• _Excerpted passage_

◆ ◆ ◆ ◆ ◆ ◆ ◆

Contador: guilty until proven innocent for the CAS but always innocent in the Spanish media

I can understand why cycling fans, especially Spanish cycling fans, defend the innocence of cyclist Alberto Contador, who was yesterday banned for two years by the Court of Arbitration for Sport (CAS) for doping.

But I think the blinkered support from the Spanish media is out of place and even reveals a patronising attitude to the masses. That or they’re scared out of their journalist principles of being accused of being unpatriotic.

It has been a long and drawn out saga. Contador tested postive for a banned substance, clenbuterol, after a stage of the 2010 Tour de France. A deal was originally cut for Contador to have a one year ban, but he did not accept it as he wanted to prove his innocence and clear his name.

In its hearing last year, the Spanish Cycling Federation accepted Contador’s explanation that the traces of clenbuterol found in his blood were the result of having eaten contaminated meat, a piece of steak to be precise, and Contador was let off. This decision was yesterday overruled by the CAS.

Apparently, according to international anti-doping law, the matter is quite straightforward. In these cases, the onus is on the athletes to prove their innocence. Not, as in most other legal spheres, the other way round.

◆ ◆ ◆ ◆ ◆ ◆ ◆

• _A run of records_
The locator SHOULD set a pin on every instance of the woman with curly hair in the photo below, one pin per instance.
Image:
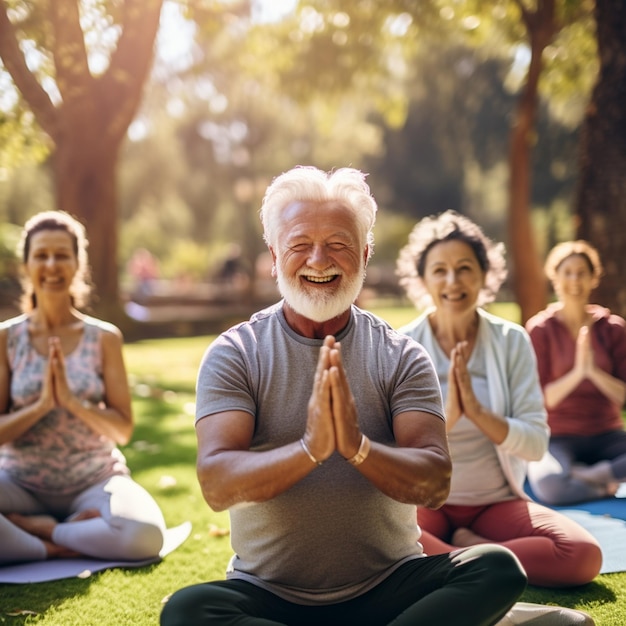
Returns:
(496, 420)
(65, 405)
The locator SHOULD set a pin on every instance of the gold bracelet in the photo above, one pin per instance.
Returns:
(364, 450)
(308, 452)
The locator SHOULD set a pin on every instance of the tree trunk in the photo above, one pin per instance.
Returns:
(85, 177)
(528, 281)
(600, 202)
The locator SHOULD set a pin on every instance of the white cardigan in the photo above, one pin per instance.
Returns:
(514, 390)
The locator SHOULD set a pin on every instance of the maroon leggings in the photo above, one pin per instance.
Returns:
(554, 550)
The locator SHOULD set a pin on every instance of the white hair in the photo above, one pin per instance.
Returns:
(308, 183)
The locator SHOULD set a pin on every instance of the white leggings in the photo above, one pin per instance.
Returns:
(130, 527)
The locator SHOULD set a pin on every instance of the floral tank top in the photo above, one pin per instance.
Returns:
(60, 454)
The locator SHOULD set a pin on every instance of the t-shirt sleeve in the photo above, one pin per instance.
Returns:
(417, 386)
(223, 382)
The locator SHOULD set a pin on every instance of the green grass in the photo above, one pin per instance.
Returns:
(162, 458)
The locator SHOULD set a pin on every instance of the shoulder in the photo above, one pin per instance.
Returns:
(603, 316)
(416, 328)
(7, 327)
(542, 319)
(108, 334)
(12, 322)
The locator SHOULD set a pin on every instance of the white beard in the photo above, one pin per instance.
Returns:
(320, 306)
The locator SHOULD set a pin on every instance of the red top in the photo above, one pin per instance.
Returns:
(585, 411)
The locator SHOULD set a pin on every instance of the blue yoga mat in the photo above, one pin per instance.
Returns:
(610, 533)
(55, 569)
(606, 521)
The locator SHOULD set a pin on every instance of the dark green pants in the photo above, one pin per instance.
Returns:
(472, 588)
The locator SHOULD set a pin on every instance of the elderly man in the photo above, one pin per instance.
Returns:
(321, 429)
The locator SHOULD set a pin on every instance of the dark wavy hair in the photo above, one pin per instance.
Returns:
(81, 287)
(449, 226)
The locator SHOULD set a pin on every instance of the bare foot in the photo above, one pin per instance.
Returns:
(464, 537)
(38, 525)
(55, 551)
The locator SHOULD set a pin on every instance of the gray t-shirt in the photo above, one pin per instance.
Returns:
(333, 535)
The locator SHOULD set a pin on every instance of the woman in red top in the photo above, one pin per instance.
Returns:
(581, 354)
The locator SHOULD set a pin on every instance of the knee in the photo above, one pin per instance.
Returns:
(139, 540)
(551, 489)
(182, 608)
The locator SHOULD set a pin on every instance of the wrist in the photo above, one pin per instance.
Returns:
(362, 453)
(308, 452)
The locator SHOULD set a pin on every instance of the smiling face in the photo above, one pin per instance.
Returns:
(319, 259)
(453, 276)
(51, 263)
(574, 279)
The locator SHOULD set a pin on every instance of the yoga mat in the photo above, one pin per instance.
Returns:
(55, 569)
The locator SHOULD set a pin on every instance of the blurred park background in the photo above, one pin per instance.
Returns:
(159, 124)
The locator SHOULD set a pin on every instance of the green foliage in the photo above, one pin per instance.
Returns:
(162, 457)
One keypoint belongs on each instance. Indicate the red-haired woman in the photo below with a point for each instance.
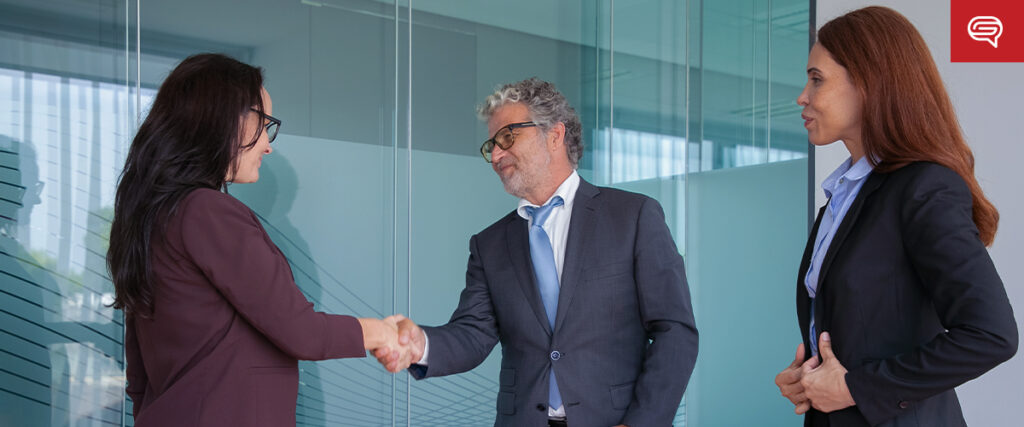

◆ ◆ ◆ ◆ ◆ ◆ ◆

• _Problems to work on_
• 1. Answer these questions from the Contador article, one answer per line, marked to match:
(a) Which banned substance did Contador test positive for?
(b) How long a ban did the Court of Arbitration for Sport impose?
(c) What explanation did the Spanish Cycling Federation accept?
• 2. Decide whether each statement agrees with the Contador article. Answer yes or no, and quote the words from the article that decide it.
(a) Contador accepted the deal for a one-year ban.
(b) Under international anti-doping law, athletes must prove their innocence.
(c) Contador's positive test came after a stage of the 2010 Tour de France.
• 3. Extract the part of the Contador article between "In its hearing" and "other way round.", inclusive.

• _Answers for this exercise_
• 1.
(a) Clenbuterol.
(b) Two years.
(c) The traces of clenbuterol in his blood came from eating contaminated meat, a piece of steak.

• 2.
(a) No: "but he did not accept it as he wanted to prove his innocence and clear his name."
(b) Yes: "In these cases, the onus is on the athletes to prove their innocence."
(c) Yes: "Contador tested postive for a banned substance, clenbuterol, after a stage of the 2010 Tour de France."

• 3.
In its hearing last year, the Spanish Cycling Federation accepted Contador’s explanation that the traces of clenbuterol found in his blood were the result of having eaten contaminated meat, a piece of steak to be precise, and Contador was let off. This decision was yesterday overruled by the CAS.

Apparently, according to international anti-doping law, the matter is quite straightforward. In these cases, the onus is on the athletes to prove their innocence. Not, as in most other legal spheres, the other way round.